*The problem*. Copy the part of the Ballad Index extraction notes that opens with the words containing "- 12126 of these" and closes with "BI (Ballad Index)", replacing "Mudcat website" with "Mudcat site" wherever it appears.

*Selected passage*.
Neither the Mudcat DT or the Ballad Index (including supplementaty Tradition) downloadable databases will open. 

I therefore need to work with the `.txt` versions of the Ballad Index and Supplementary Tradition and join them in order to link Roud numbers to lyrics.

## Extraction

### Targets (BI, ST, DT)

Based on text editor searches I can hope to extract the following data:
- BI: 30445 song record files
    - 14213 of which are stubs for variants that only refer to other songs
    - 1906 of which refer to DT files (lyrics)
    - 1180 of which refer to ST files (lyrics)
    - 12126 of these contain Roud index numbers
- ST: 1229 lyrics referencing 1136 BI files
    - Note: 404 of the ST filenames seem to be modified DT filenames, eg 'DTwarovr' in ST and BI is the same as 'WAROVR' in DT
- DT: 8932 song record files (lyrics)
    - 793 records also contain a 'DT #' but I don't know what this is. It does not correspond to the file numbers on the Mudcat website.


### BI (Ballad Index)

Below is a preview of `balldidx.txt`. Here it is interesting to note that the BI database also references Mudcat's DT filenames, for example `DT, MASS1913*` above. This means we can also supplement lyrics by cross-referencing this data.

The text version of the Ballad Index file is tricky to work with as entries are presented as a list with inconsistent columns and mixed data. I used a text editor to place colons inside Roud numbers and DT filenames so that they could be more easily identifed. 

I then used a script with regular expressions to import while doing the following:
- split song records at the marker '==='
- extract only the values for 'name', 'description', 'earliest_date', found_in', 'keywords', 'cross_references', 'roud', 'file', and 'dt'
- split and store reference song name and filename information from one-line stub records that only serve to reference a main song
- extract only the earliest year found in the 'EARLIEST_FOUND:' field which contained mixed data
- replacing empty fields with NumPy `NaN` to allow for better data manipulation

These are stored in `df_bi`.

Target: 30445 file records |
Output: 30418 file records

In [8]:
import re
import numpy as np
import pandas as pd

# load file into memory
file_path = './Data/BalladIndex/txt/BDIDXTXT/balldidxedited.txt'
with open(file_path, 'r') as file:
    data = file.read()
    
# define each record's start and end marker then find each record
record_pattern = re.compile(r'===\n(.*?)(?=\n===)', re.DOTALL)
records = re.finditer(record_pattern, data)

*Material shown*.
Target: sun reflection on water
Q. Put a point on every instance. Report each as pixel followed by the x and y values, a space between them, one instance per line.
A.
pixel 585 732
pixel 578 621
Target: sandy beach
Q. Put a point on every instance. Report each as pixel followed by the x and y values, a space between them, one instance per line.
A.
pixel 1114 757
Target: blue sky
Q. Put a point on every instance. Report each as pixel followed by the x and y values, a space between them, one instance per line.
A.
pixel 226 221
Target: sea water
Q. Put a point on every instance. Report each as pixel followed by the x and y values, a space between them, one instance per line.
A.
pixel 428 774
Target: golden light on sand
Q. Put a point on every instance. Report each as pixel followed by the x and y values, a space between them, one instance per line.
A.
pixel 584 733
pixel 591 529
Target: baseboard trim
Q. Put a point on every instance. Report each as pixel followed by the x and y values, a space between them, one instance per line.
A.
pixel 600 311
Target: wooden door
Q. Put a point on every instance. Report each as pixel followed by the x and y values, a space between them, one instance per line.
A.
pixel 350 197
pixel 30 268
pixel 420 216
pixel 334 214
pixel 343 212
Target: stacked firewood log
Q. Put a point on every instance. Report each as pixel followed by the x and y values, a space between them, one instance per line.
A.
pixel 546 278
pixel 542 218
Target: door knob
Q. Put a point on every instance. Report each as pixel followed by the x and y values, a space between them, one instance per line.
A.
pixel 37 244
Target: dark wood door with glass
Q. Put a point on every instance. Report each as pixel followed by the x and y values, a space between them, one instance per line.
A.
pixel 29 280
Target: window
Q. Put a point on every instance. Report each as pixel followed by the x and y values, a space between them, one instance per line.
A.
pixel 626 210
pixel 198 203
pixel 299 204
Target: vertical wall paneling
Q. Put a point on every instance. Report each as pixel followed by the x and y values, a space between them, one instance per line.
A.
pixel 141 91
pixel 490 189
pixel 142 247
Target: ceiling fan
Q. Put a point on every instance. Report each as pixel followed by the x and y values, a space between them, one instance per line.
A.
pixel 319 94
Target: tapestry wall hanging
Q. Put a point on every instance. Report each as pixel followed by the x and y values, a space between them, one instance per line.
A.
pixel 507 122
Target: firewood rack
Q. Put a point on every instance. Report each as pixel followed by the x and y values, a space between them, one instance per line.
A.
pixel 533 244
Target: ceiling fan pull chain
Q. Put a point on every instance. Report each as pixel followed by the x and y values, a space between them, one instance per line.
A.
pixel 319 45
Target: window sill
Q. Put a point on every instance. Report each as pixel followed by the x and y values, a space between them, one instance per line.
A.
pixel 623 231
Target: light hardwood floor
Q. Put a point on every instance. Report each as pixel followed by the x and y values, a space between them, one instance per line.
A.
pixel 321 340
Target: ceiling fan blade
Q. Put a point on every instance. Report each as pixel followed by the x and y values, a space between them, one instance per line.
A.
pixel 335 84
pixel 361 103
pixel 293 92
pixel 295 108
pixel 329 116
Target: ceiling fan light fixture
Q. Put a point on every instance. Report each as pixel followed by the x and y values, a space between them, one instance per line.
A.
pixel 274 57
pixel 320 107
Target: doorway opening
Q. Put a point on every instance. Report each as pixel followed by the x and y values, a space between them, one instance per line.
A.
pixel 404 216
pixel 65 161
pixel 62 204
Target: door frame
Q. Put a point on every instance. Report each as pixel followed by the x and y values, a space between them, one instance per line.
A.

*Solved problem*.
- 12126 of these contain Roud index numbers
- ST: 1229 lyrics referencing 1136 BI files
    - Note: 404 of the ST filenames seem to be modified DT filenames, eg 'DTwarovr' in ST and BI is the same as 'WAROVR' in DT
- DT: 8932 song record files (lyrics)
    - 793 records also contain a 'DT #' but I don't know what this is. It does not correspond to the file numbers on the Mudcat site.


### BI (Ballad Index)